ESERCIZI:
1. Riporta parola per parola il passo del brano sugli esami di idoneità che va da "Gli aneddoti - tutti" fino a "aprire i finestrini…).".
2. Restituisci ogni riga che contiene la parola "fingernail", tenendo conto della differenza tra maiuscole e minuscole.

----- ESTRATTO DELLA PAGINA -----

Se fosse meglio allora od oggi, non saprei e non voglio dire, anche perché - tra l’altro -  sono in pensione ormai da parecchi anni e non sono quindi aggiornato sull’argomento.
Quello che so, tuttavia, è che - allora - sostenere un esame di idoneità voleva dire: alcuni mesi di studio intenso ed in genere notturno, perché di giorno si lavorava; un viaggio sino a Roma con permanenza sul posto per alcuni giorni, a proprie spese; otto ore a disposizione, in un’immensa aula gremita, per svolgere per iscritto tre argomenti sorteggiati al momento tra i 120 pubblicati sulla Gazzetta Ufficiale; ed infine, dopo uno stress del genere, un rapido ritorno affannoso a Torino, dato che lì c’era il Grande Capo che fremeva in attesa che tu riprendessi l’attività lavorativa. Questa divertente esperienza il sottoscritto l’ha vissuta, nel corso degli anni ’70, addirittura cinque volte: dapprima idoneità ad assistente di nefrologia (a Milano), e poi, tutte a Roma, idoneità ad aiuto di nefrologia, ad aiuto di emodialisi, a primario di nefrologia ed a primario di emodialisi (Dio solo sa - o meglio - lo sappiamo tutti ma non si può dire, per quale misteriosa ragione fosse stata introdotta e codificata questa duplice definizione).
Tuttavia, la cosa positiva era - se non altro - il fatto che, per preparare questi esami, ti toccava studiare: ed alla fine, oltre al fatidico “foglio di carta”, ti ritrovavi come minimo con le tue conoscenze professionali rinfrescate ed aggiornate, cosa che oggi - evidentemente - non è più necessaria e viene lasciata alla sola buona volontà ed al senso etico del singolo individuo.
Gli aneddoti - tutti rigorosamente autentici - che potrei raccontare su questi viaggi nella capitale sono una vagonata: ne scelgo, nella speranza di farvi sorridere, un paio (che chiamerò rispettivamente “antefatto” e “comica finale”) che si riferiscono alla medesima occasione, e cioè ad un’idoneità a primario di nefrologia (o di emodialisi?) che, nella seconda metà degli anni ’70, sostenni assieme a quattro colleghi ed amici, i dottori Sandro A., Giuseppe Paolo S., Gianni M. e Piero S. Ecco qua:

ANTEFATTO

Roma! Siamo finalmente arrivati a Roma, dopo un viaggio allucinante di parecchie ore in treno (siamo negli anni ’70, tenetelo presente) ed in un vagone con il condizionatore fuori uso ed i finestrini sprangati (se c’è l’aria condizionata, naturalmente, non si devono poter aprire i finestrini…).

----- DATI DI PARTENZA -----

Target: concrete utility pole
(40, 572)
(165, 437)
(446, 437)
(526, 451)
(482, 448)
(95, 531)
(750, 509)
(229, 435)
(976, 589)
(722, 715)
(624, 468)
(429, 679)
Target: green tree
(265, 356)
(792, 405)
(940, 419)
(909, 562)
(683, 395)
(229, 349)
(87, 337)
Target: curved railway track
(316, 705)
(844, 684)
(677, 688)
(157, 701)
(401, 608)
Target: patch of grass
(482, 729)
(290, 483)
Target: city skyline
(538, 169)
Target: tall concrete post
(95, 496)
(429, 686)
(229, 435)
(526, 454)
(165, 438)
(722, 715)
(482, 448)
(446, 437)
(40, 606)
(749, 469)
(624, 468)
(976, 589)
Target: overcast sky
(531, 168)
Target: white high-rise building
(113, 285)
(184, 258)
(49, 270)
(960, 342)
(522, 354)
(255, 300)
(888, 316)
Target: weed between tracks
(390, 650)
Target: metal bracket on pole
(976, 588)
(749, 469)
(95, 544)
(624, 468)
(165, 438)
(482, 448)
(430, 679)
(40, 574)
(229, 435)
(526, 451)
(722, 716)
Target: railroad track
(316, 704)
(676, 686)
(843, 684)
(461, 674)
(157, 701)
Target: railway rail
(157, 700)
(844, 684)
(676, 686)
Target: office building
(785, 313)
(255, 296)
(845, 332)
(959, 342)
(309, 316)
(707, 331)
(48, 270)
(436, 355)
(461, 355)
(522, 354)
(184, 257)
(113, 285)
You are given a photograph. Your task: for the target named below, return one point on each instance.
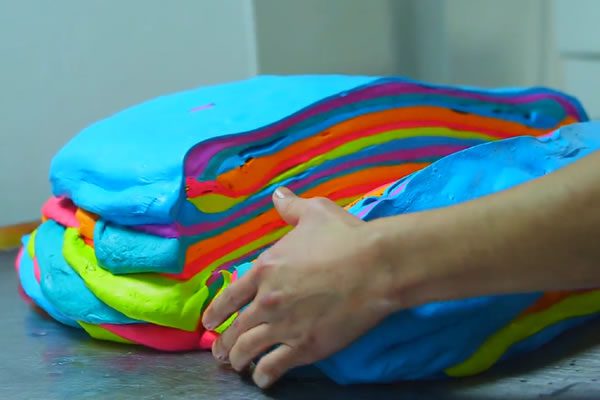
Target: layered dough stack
(154, 207)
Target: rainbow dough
(155, 206)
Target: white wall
(335, 36)
(486, 42)
(66, 63)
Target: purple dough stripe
(199, 155)
(403, 155)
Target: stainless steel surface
(40, 359)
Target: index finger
(234, 297)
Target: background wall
(67, 63)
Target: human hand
(311, 294)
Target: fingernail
(279, 193)
(208, 324)
(261, 380)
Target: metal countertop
(40, 359)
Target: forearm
(539, 236)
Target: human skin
(310, 296)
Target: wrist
(421, 258)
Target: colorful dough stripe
(158, 208)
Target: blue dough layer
(140, 181)
(420, 343)
(63, 287)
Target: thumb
(289, 206)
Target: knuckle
(319, 204)
(269, 368)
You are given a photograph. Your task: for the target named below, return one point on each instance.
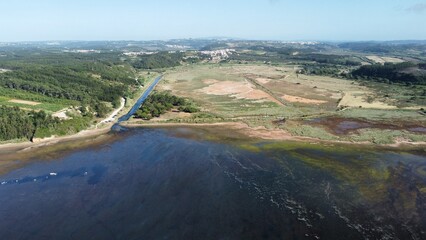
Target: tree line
(159, 103)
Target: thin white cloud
(417, 8)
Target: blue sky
(338, 20)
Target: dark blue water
(156, 184)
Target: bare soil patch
(239, 90)
(343, 126)
(290, 98)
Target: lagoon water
(181, 183)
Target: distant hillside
(407, 72)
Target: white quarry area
(177, 46)
(219, 54)
(133, 54)
(82, 51)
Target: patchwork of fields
(277, 97)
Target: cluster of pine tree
(159, 103)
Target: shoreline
(262, 133)
(27, 146)
(259, 133)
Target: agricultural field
(278, 97)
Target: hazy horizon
(276, 20)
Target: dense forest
(159, 103)
(67, 76)
(407, 73)
(20, 124)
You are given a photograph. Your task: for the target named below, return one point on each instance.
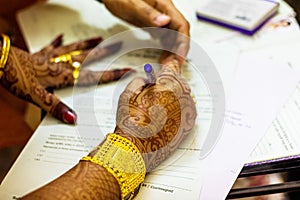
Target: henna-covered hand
(27, 76)
(156, 117)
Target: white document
(261, 87)
(56, 147)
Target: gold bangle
(120, 157)
(4, 53)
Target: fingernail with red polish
(70, 117)
(57, 41)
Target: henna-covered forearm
(85, 181)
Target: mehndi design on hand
(156, 117)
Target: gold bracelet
(120, 157)
(4, 53)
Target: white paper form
(56, 147)
(202, 33)
(261, 88)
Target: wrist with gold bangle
(120, 157)
(4, 53)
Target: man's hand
(156, 13)
(156, 117)
(28, 76)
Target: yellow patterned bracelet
(120, 157)
(4, 53)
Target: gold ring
(65, 57)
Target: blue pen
(150, 73)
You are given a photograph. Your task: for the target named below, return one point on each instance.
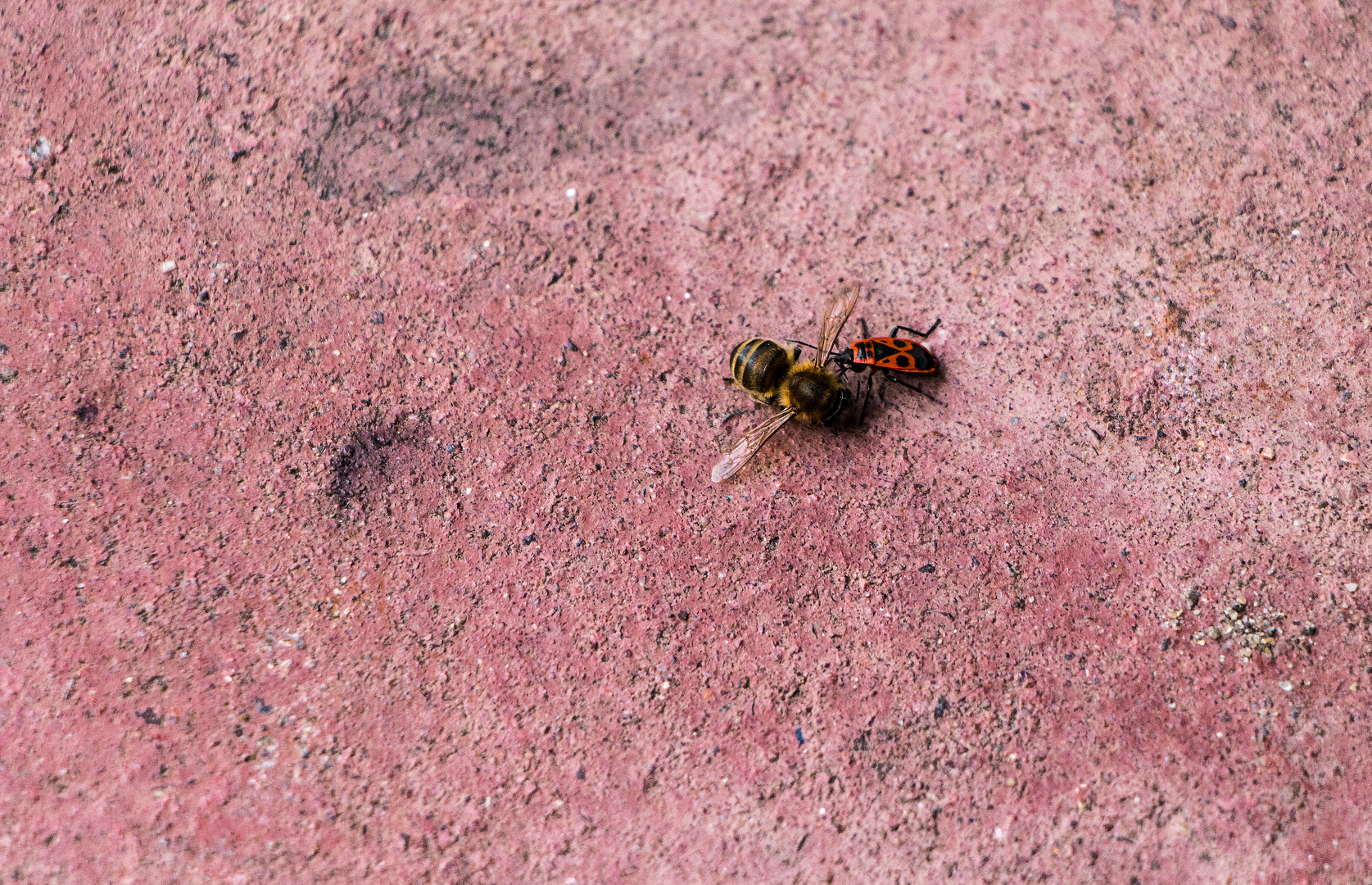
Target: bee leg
(917, 390)
(906, 329)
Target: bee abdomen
(759, 365)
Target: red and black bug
(892, 356)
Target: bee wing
(748, 447)
(835, 315)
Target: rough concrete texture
(363, 374)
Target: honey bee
(774, 374)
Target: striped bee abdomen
(759, 365)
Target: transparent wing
(748, 447)
(835, 315)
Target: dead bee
(774, 374)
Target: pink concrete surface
(374, 538)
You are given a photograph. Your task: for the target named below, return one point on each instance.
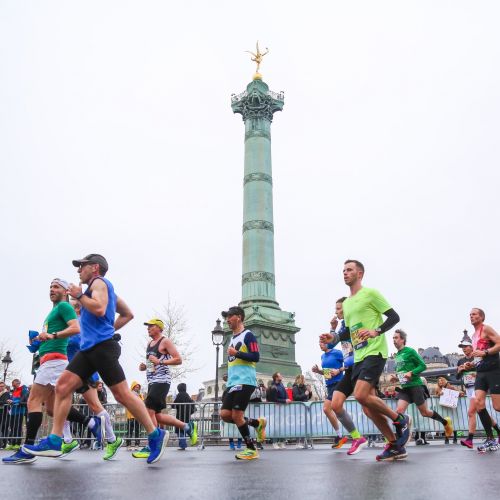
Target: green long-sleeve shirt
(408, 360)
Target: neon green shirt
(363, 311)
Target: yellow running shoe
(247, 454)
(448, 428)
(260, 431)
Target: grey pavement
(430, 472)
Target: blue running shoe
(45, 448)
(19, 458)
(403, 429)
(157, 446)
(99, 431)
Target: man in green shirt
(409, 365)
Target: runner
(332, 369)
(409, 364)
(160, 354)
(100, 351)
(486, 344)
(363, 319)
(89, 393)
(345, 387)
(242, 355)
(60, 324)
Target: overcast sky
(117, 137)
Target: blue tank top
(97, 329)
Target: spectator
(4, 414)
(299, 389)
(133, 426)
(18, 400)
(277, 394)
(184, 410)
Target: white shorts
(49, 372)
(470, 392)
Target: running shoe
(68, 448)
(193, 433)
(247, 454)
(45, 448)
(338, 442)
(157, 446)
(144, 453)
(19, 458)
(467, 442)
(357, 445)
(392, 452)
(112, 448)
(488, 445)
(99, 432)
(260, 431)
(403, 429)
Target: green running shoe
(68, 448)
(260, 431)
(112, 448)
(144, 453)
(193, 433)
(247, 454)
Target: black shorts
(237, 397)
(488, 381)
(368, 370)
(102, 358)
(157, 396)
(346, 385)
(415, 394)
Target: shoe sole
(162, 449)
(116, 451)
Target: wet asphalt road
(430, 472)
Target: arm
(124, 314)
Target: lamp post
(6, 361)
(217, 340)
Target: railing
(284, 421)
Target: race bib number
(469, 379)
(357, 343)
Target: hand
(154, 359)
(367, 334)
(74, 290)
(326, 338)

-----

SOLUZIONI DEGLI ESERCIZI:
1.
Gli aneddoti - tutti rigorosamente autentici - che potrei raccontare su questi viaggi nella capitale sono una vagonata: ne scelgo, nella speranza di farvi sorridere, un paio (che chiamerò rispettivamente “antefatto” e “comica finale”) che si riferiscono alla medesima occasione, e cioè ad un’idoneità a primario di nefrologia (o di emodialisi?) che, nella seconda metà degli anni ’70, sostenni assieme a quattro colleghi ed amici, i dottori Sandro A., Giuseppe Paolo S., Gianni M. e Piero S. Ecco qua:

ANTEFATTO

Roma! Siamo finalmente arrivati a Roma, dopo un viaggio allucinante di parecchie ore in treno (siamo negli anni ’70, tenetelo presente) ed in un vagone con il condizionatore fuori uso ed i finestrini sprangati (se c’è l’aria condizionata, naturalmente, non si devono poter aprire i finestrini…).

2.
Target: fingernail
Target: fingernail with red polish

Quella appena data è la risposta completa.